# Start of Extracted records

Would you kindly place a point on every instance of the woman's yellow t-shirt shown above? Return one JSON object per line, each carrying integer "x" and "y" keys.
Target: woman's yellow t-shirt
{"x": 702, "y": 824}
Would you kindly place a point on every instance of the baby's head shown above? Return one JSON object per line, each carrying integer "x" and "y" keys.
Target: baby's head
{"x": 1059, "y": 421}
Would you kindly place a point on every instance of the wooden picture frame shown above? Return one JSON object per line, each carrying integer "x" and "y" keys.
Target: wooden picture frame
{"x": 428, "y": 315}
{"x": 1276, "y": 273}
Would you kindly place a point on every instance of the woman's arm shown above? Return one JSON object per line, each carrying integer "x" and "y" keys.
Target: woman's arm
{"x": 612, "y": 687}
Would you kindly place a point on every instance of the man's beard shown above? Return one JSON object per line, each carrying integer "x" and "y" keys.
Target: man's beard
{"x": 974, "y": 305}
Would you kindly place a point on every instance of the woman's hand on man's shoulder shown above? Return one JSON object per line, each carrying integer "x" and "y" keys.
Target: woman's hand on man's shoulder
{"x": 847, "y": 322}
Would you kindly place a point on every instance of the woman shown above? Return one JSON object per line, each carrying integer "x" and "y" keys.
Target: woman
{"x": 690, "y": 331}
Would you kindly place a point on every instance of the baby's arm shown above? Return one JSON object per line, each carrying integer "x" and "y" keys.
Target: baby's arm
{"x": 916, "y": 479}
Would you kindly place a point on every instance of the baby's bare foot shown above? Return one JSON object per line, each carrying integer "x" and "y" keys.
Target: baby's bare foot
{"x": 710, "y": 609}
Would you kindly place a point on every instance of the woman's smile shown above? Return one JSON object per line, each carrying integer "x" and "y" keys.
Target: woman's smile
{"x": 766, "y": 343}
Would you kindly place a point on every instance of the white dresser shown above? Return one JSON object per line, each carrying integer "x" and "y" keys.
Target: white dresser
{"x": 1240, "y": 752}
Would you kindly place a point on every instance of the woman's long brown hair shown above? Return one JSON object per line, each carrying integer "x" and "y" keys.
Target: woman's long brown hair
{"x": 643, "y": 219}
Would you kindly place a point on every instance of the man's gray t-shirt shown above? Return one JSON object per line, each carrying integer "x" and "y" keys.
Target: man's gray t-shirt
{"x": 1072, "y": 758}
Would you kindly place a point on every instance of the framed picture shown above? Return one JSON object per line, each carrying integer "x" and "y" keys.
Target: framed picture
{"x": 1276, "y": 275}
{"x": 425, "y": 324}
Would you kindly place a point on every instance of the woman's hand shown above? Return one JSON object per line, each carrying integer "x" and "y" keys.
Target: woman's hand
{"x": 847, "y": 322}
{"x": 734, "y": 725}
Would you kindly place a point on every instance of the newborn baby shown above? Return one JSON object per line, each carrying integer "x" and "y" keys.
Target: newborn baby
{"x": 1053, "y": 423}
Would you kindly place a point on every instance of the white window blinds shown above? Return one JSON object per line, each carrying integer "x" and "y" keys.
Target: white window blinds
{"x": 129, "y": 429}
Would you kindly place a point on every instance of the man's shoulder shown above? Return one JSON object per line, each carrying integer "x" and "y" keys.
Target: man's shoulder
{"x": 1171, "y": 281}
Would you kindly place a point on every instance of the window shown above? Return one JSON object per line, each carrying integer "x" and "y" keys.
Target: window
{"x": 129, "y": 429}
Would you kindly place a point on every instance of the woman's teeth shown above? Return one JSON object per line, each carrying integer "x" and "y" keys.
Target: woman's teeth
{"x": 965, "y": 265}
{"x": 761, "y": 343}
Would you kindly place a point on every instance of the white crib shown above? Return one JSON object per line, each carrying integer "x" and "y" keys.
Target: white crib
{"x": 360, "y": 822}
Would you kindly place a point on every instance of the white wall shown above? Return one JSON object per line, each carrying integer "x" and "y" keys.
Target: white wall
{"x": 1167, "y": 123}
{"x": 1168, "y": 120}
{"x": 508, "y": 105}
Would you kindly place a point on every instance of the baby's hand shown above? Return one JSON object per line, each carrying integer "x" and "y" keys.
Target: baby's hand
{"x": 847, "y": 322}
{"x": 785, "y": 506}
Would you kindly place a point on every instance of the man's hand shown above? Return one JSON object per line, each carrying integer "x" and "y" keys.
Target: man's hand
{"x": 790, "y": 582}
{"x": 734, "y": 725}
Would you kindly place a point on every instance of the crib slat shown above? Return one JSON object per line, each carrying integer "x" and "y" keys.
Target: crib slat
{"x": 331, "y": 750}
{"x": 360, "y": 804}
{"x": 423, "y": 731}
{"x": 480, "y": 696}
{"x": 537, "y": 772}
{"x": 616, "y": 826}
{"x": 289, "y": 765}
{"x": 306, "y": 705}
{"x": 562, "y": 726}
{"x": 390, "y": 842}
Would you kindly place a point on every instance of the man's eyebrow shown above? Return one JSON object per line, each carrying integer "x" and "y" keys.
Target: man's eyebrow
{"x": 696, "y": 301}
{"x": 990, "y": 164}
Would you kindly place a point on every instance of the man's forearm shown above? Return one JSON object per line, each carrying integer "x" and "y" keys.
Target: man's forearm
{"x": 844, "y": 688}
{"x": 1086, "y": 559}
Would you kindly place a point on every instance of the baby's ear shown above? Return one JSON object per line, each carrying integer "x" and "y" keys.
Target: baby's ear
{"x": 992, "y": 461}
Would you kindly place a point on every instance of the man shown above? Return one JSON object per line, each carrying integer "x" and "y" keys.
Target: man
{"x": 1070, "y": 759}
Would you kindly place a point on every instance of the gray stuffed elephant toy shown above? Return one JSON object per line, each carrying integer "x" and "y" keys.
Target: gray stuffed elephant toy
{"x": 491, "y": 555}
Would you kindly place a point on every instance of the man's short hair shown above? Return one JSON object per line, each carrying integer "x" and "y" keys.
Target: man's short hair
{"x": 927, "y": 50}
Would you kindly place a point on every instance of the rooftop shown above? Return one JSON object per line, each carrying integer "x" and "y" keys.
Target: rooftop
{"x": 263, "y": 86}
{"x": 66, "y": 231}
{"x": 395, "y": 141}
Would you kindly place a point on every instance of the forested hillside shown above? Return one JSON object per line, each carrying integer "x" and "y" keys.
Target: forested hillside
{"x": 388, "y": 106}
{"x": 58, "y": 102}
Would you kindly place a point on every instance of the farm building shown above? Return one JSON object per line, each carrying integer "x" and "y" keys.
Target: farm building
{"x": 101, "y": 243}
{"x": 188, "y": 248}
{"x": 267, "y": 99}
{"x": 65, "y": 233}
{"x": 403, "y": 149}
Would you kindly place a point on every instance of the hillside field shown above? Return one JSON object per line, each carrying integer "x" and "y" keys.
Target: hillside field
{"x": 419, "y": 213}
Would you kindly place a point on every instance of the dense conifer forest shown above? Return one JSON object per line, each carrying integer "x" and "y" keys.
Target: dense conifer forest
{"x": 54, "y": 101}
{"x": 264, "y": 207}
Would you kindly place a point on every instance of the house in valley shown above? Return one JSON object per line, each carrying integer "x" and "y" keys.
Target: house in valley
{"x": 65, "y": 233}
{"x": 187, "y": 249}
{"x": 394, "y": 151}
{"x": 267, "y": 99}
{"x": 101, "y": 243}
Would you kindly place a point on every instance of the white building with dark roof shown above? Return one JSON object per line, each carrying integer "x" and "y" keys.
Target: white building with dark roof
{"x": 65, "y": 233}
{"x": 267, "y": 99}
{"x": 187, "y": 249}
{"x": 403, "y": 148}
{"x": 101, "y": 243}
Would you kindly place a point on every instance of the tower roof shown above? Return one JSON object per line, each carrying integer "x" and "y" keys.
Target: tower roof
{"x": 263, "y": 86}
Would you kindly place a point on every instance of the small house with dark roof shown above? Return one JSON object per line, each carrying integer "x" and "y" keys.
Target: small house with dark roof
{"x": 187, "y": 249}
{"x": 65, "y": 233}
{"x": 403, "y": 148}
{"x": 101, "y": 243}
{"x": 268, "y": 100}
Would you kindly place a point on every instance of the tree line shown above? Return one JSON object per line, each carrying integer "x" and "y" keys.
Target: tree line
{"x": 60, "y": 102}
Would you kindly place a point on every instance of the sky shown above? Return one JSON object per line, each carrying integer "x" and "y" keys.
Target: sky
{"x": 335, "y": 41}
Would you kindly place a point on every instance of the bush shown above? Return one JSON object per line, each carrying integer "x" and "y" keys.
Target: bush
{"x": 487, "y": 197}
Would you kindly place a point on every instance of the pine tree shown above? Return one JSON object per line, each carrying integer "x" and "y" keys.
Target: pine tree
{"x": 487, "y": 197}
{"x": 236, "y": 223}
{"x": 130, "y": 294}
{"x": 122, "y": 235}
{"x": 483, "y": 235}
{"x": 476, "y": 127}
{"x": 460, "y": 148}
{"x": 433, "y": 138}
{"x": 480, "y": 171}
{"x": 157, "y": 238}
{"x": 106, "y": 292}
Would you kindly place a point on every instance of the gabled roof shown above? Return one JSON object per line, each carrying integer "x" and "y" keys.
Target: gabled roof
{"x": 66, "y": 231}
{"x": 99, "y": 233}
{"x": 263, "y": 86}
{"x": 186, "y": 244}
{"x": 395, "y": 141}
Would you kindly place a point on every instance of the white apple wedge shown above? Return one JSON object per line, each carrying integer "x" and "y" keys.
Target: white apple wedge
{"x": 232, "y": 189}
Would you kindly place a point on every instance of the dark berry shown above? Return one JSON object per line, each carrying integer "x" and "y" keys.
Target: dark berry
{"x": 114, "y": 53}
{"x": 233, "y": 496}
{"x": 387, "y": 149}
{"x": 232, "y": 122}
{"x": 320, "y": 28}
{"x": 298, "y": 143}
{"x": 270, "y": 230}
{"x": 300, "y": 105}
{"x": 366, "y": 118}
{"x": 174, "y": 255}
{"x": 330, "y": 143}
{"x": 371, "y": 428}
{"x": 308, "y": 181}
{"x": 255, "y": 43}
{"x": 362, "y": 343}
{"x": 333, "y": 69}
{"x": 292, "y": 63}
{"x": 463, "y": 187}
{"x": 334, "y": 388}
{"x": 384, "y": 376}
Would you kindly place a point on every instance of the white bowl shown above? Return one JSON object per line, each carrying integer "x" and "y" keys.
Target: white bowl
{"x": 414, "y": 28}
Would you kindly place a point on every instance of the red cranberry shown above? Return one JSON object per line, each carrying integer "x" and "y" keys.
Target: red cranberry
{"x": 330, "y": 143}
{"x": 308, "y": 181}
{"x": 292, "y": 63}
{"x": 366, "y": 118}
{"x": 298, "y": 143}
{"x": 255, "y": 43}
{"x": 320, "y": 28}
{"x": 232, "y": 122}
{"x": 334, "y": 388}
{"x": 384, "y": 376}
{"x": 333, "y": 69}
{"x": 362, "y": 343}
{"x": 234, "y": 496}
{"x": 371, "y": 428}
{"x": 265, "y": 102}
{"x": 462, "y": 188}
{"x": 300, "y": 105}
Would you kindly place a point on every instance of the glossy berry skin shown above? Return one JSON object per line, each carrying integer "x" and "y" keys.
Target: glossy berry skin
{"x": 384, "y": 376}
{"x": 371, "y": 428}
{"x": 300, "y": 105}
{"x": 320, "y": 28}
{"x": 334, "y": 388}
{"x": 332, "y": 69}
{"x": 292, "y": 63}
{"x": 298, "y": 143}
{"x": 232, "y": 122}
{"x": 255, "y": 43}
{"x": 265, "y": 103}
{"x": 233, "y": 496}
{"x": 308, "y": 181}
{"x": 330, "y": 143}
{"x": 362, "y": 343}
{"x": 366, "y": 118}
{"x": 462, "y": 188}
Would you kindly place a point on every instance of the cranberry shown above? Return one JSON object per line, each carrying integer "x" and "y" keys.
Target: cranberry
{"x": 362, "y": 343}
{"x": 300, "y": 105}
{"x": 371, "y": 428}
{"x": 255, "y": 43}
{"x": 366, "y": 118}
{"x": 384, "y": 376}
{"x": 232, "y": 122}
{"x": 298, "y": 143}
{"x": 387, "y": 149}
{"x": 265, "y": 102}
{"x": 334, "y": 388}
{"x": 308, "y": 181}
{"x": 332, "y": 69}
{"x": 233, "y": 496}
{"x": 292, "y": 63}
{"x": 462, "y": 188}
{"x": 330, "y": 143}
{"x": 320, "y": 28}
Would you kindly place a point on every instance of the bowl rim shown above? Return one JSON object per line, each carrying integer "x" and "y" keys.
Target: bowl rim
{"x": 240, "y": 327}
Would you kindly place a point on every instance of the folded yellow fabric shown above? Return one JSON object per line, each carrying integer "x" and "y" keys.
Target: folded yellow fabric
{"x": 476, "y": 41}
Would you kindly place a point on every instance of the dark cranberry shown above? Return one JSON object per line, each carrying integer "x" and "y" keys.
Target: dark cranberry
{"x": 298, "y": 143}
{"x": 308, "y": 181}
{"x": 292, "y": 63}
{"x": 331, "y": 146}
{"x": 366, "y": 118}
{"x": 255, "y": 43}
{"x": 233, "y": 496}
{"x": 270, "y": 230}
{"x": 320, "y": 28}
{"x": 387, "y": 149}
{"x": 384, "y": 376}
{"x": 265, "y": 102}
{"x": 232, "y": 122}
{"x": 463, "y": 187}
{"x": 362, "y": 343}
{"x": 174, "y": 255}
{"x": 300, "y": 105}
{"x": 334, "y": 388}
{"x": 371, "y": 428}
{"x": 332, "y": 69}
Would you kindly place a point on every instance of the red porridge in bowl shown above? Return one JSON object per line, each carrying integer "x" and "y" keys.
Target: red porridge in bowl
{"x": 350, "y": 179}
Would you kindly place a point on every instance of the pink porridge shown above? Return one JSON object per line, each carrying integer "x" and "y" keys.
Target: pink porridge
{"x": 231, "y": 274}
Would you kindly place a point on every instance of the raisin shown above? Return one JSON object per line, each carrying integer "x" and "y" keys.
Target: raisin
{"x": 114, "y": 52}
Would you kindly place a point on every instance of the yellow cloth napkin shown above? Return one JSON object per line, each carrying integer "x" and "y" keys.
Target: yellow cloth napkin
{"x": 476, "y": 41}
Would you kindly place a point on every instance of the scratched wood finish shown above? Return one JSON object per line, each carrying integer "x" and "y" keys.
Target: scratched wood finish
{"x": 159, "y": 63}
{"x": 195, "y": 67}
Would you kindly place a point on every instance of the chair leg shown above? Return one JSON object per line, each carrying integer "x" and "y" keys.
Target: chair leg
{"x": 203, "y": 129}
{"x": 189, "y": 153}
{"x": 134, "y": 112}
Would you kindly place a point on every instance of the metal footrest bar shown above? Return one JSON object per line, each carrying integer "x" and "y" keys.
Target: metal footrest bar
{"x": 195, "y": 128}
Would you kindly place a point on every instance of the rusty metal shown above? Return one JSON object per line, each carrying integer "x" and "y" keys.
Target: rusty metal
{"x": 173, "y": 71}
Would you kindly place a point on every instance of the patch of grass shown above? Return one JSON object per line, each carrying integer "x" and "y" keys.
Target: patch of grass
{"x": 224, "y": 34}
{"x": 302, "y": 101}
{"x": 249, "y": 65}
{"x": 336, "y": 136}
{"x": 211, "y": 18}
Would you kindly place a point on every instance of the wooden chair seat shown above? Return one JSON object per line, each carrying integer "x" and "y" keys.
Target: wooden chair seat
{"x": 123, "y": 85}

# End of Extracted records

**Written exercise**
The required output is the span of lines from the one containing "of the rusty" to the last line, reproduced character for character.

**Exercise solution**
Would you kindly place a point on every instance of the rusty metal shown above? Return one JSON object per line, each carrying integer "x" and "y" keys.
Target: rusty metal
{"x": 173, "y": 71}
Would you kindly place a point on every instance of the patch of grass shown above? Return one JSON object per line, each carrying integer "x" and "y" keys.
Target: patch of grass
{"x": 224, "y": 34}
{"x": 302, "y": 101}
{"x": 249, "y": 65}
{"x": 336, "y": 136}
{"x": 211, "y": 18}
Would you kindly place a point on every instance of the wooden chair seat shown above? Return one JSON object per line, each carrying integer "x" and "y" keys.
Target: wooden chair seat
{"x": 123, "y": 85}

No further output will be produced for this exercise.